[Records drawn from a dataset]
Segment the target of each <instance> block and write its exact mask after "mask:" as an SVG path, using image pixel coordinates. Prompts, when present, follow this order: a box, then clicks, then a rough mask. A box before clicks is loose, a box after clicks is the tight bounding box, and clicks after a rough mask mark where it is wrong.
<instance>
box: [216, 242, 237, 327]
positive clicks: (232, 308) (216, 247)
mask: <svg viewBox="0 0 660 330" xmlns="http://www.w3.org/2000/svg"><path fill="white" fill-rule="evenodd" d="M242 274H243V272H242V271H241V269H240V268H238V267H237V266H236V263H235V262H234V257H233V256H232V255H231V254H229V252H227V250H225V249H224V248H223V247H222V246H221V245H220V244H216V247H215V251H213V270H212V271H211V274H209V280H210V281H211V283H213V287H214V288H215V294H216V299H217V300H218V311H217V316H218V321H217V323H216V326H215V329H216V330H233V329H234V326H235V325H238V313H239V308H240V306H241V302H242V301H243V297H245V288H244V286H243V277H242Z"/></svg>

(PROBLEM TO WORK ON) Give back all of the data exactly, with every line intact.

(REPLY TO THE TASK)
Segment the target of each <instance> block and write its exact mask after "mask:" as an SVG path, using image pixel coordinates. Prompts, when present, follow this order: a box, then clicks, then a rough mask. A box before clicks is loose, a box after clicks is the tight bounding box, and clicks after a rough mask mark where it is wrong.
<instance>
box: [216, 242, 237, 327]
positive clicks: (232, 308) (216, 247)
mask: <svg viewBox="0 0 660 330" xmlns="http://www.w3.org/2000/svg"><path fill="white" fill-rule="evenodd" d="M242 274H243V272H242V271H241V269H240V268H238V267H237V266H236V263H235V262H234V257H233V256H232V255H231V254H229V252H227V250H225V249H224V248H223V247H222V246H221V245H220V244H216V247H215V251H213V270H212V271H211V274H209V280H210V281H211V283H213V287H214V288H215V294H216V299H217V300H218V311H217V316H218V321H217V323H216V326H215V329H216V330H233V329H234V326H235V325H238V313H239V308H240V306H241V302H242V301H243V297H245V288H244V286H243V277H242Z"/></svg>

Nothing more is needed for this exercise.